- What is required:
Omit the images. Reproduce each line of the records exactly as it appears.

Entries taken from a collection

..............................

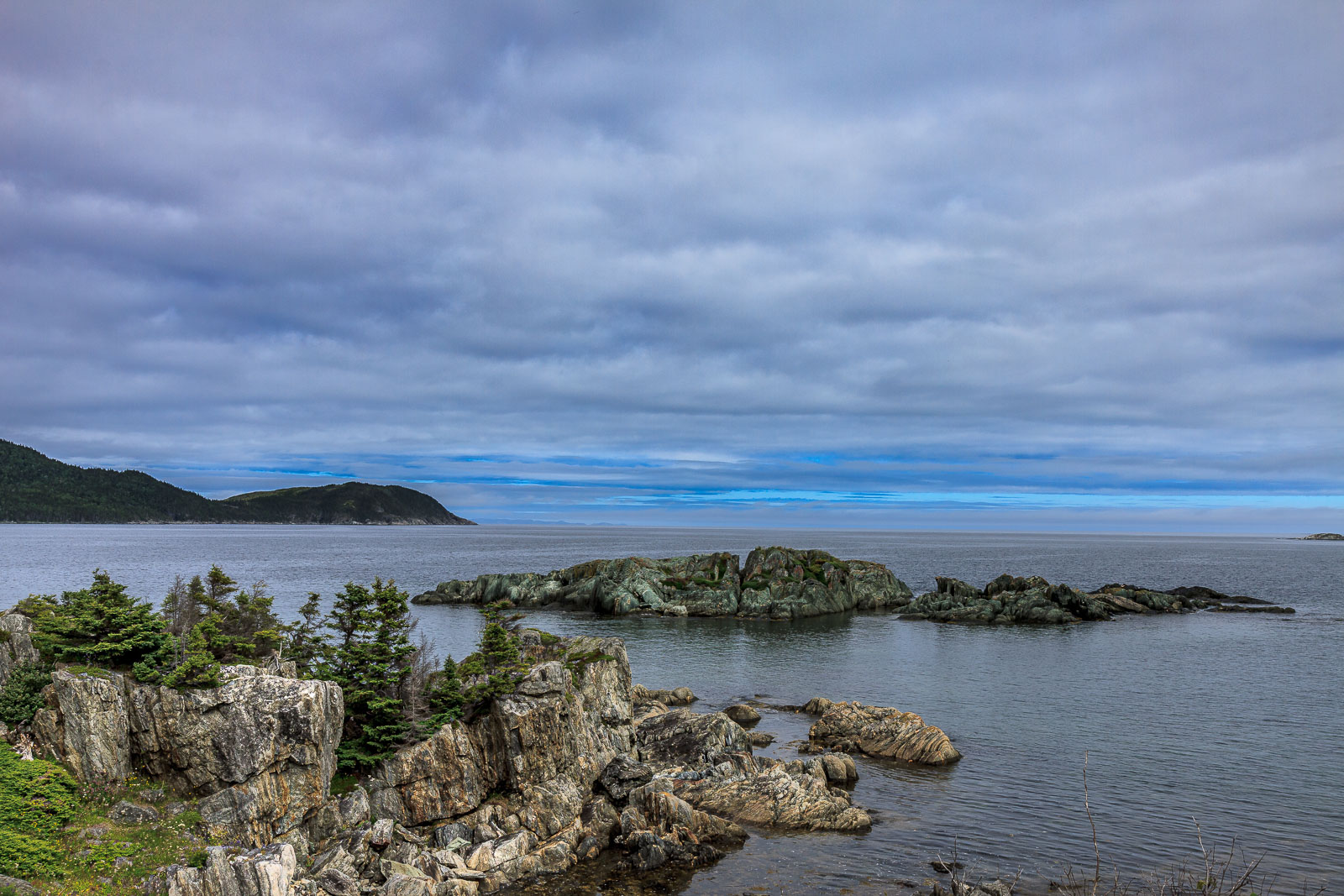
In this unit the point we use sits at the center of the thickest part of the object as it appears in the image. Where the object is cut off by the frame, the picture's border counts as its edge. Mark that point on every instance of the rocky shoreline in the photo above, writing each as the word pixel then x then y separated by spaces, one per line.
pixel 788 584
pixel 578 762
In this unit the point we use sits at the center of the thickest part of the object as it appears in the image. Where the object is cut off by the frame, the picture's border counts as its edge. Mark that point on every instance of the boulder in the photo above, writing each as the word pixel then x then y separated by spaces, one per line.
pixel 779 799
pixel 743 714
pixel 260 872
pixel 622 775
pixel 786 584
pixel 680 738
pixel 669 696
pixel 259 750
pixel 550 741
pixel 1005 600
pixel 15 642
pixel 659 826
pixel 882 732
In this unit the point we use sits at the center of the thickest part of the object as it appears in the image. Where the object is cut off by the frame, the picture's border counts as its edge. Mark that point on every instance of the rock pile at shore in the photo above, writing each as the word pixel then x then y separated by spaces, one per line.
pixel 575 762
pixel 882 732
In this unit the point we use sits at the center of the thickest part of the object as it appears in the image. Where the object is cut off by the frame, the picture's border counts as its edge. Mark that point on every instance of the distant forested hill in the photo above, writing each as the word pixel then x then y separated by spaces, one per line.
pixel 35 488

..............................

- Result of the exercise:
In this unit the point we use sits at the center of the thickest part of the object as it appears in the image. Where the object is cut off by the frame, the picture's border counts as its edge. Mark that point on every instance of the rocky shoreline in the photo above, writing each as the word pixel then x then y separated by spaces, one per line.
pixel 788 584
pixel 578 762
In this unit the point we use sits at the center of the thickest part of the object as it appears in the image. Where the object is cut off by the frame, the picture's border counts as its edge. Mark that point on every instance of the boulder in the photo above, writing each as the word pixel then x then y separated by spaces, one per line.
pixel 779 799
pixel 743 714
pixel 260 872
pixel 622 775
pixel 786 584
pixel 680 738
pixel 669 696
pixel 259 750
pixel 550 741
pixel 1005 600
pixel 15 642
pixel 659 826
pixel 882 732
In this unit the point we use sits at the center of the thickest part of the object as it appears in the image. Where the object is cut off by the frame, the picture's border counts as its edge. Mark that point on every instance of the rock pile at shore in the photo above, writing each as the word pixel then x then y separated by spaces, one per line.
pixel 575 762
pixel 882 732
In this unit the point we use sits at the center of the thickest part of the object as it appears in the image. Where the object is cut off by the frame, the picture's border counts as its edge. Mark that point on every instance of the distant forested hill in the photo above, writing each as the word pixel then x then y separated by spaces, one per line.
pixel 35 488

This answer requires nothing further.